* _WORK TO BE COMPLETED_:
List each line of the records below that contains the word "cooker".
start EXTRACTED MATERIAL
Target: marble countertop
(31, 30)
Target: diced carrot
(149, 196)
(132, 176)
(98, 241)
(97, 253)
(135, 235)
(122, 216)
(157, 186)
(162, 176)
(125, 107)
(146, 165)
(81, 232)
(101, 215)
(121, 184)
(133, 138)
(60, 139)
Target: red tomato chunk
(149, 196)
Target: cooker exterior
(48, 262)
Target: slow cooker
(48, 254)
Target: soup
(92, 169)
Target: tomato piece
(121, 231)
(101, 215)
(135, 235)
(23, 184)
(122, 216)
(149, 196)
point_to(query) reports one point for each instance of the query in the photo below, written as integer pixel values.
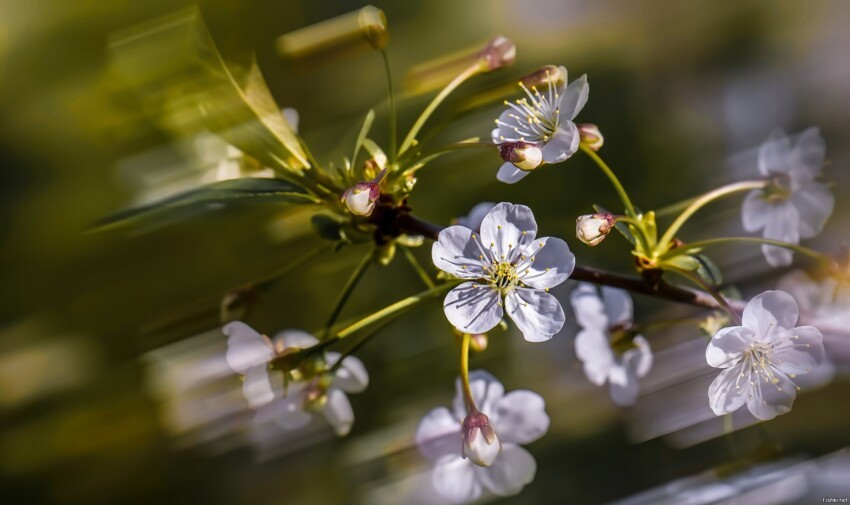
end EXTRACTED MATERIAL
* _SOLUTION_:
Target: cooker exterior
Target: slow cooker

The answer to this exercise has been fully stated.